▶ Aim 1
Answer these from the excerpt on the Oak Street properties:
(a) Who owns 8 Oak Street?
(b) Which lot on the 1927 Perry Plan makes up 12 Oak Street?
(c) What does the excerpt say is not in dispute?

▶ Excerpted passage
━━━━━━

The plaintiffs' properties all abut Oak Street, as follows:

Bruce Jablonski owns 25 Lindbergh Road which is located on the earner of Oak Street and Lindbergh Road (being the northern portions of Lots 461 and 462 on the 1927 Perry Plan);

Barbara O. Murphy owns 6 Oak Street (being the southern portions of Lots 461 and 462 on the 1927 Perry Plan);

Aline T. Pollard owns 8 Oak Street (being Lot 463 on the 1927 Perry Plan);

Geoffrey B. Corkhill owns 10 Oak Street (being Lots 464 and 464 1/2 on the Perry plan) and Donald L. Kooken owns 12 Oak Street (being Lot 465 on the 1927 Perry Plan).

There is no dispute as to the ownership or title of any of the plaintiffs' lots.

━━━━━━

▶ Aim 2
Reproduce all the saved entries below in full, requests included, scaling every x and y coordinate in the answers by 2.25 and rounding to whole numbers, with halves rounded up. Keep the numbers in the requests and their format samples as they are.

Saved entries

━━━━━━

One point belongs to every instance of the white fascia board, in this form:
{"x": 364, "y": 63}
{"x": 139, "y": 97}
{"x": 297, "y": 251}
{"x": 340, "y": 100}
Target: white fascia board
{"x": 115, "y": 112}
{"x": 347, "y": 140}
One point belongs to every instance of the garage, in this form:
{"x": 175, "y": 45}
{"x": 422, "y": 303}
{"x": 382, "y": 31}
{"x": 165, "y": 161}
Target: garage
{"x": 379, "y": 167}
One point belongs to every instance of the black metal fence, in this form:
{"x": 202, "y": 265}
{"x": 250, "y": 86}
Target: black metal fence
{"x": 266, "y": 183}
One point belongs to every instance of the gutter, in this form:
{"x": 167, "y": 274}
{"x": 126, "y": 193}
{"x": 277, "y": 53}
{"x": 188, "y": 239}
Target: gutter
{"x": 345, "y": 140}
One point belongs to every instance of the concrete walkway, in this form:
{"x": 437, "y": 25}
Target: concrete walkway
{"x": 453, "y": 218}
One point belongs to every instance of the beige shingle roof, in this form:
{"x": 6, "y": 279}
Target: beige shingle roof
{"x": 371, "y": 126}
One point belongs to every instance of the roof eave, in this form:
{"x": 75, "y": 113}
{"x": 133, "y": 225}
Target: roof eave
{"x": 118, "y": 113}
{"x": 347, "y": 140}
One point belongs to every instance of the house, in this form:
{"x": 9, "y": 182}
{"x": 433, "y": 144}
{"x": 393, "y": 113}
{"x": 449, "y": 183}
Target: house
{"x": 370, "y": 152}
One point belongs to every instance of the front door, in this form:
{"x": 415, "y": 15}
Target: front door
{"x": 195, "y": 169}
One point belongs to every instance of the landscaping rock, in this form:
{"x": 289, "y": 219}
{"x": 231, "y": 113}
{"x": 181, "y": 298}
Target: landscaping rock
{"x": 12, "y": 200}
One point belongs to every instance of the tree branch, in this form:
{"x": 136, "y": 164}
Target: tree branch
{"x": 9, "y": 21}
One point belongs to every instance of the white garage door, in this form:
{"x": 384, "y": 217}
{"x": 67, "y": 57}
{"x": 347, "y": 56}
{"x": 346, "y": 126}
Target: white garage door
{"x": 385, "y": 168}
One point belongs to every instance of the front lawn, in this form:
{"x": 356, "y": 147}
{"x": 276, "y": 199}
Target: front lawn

━━━━━━

▶ Task answer 1
(a) Aline T. Pollard
(b) Lot 465
(c) The ownership or title of any of the plaintiffs' lots

▶ Task answer 2
One point belongs to every instance of the white fascia board, in this form:
{"x": 364, "y": 63}
{"x": 139, "y": 97}
{"x": 297, "y": 251}
{"x": 340, "y": 100}
Target: white fascia board
{"x": 259, "y": 252}
{"x": 781, "y": 315}
One point belongs to every instance of the garage, in this form:
{"x": 175, "y": 45}
{"x": 422, "y": 303}
{"x": 382, "y": 31}
{"x": 165, "y": 161}
Target: garage
{"x": 853, "y": 376}
One point belongs to every instance of the black metal fence, in this form:
{"x": 202, "y": 265}
{"x": 250, "y": 86}
Target: black metal fence
{"x": 599, "y": 412}
One point belongs to every instance of the gutter, in this form:
{"x": 167, "y": 274}
{"x": 126, "y": 193}
{"x": 277, "y": 53}
{"x": 188, "y": 239}
Target: gutter
{"x": 776, "y": 315}
One point belongs to every instance of the concrete walkway, in this form:
{"x": 437, "y": 25}
Target: concrete walkway
{"x": 1019, "y": 491}
One point belongs to every instance of the beige shingle roof, in this form:
{"x": 6, "y": 279}
Target: beige shingle roof
{"x": 835, "y": 284}
One point belongs to every instance of the roof eave, in this form:
{"x": 75, "y": 113}
{"x": 133, "y": 225}
Target: roof eave
{"x": 266, "y": 254}
{"x": 781, "y": 315}
One point belongs to every instance of the house, in this form:
{"x": 9, "y": 182}
{"x": 433, "y": 144}
{"x": 393, "y": 113}
{"x": 449, "y": 183}
Target: house
{"x": 833, "y": 342}
One point belongs to every instance of the front door, in this form:
{"x": 415, "y": 15}
Target: front door
{"x": 439, "y": 380}
One point belongs to every instance of the landscaping rock, in this form:
{"x": 289, "y": 219}
{"x": 231, "y": 113}
{"x": 181, "y": 298}
Target: landscaping rock
{"x": 27, "y": 450}
One point belongs to every instance of the tree branch, in this form:
{"x": 136, "y": 164}
Target: tree branch
{"x": 20, "y": 47}
One point belongs to every instance of the white garage door, in this form:
{"x": 384, "y": 217}
{"x": 67, "y": 57}
{"x": 347, "y": 56}
{"x": 346, "y": 126}
Target: white garage door
{"x": 866, "y": 378}
One point belongs to every instance of the front lawn, in this form:
{"x": 356, "y": 147}
{"x": 276, "y": 199}
Target: front lawn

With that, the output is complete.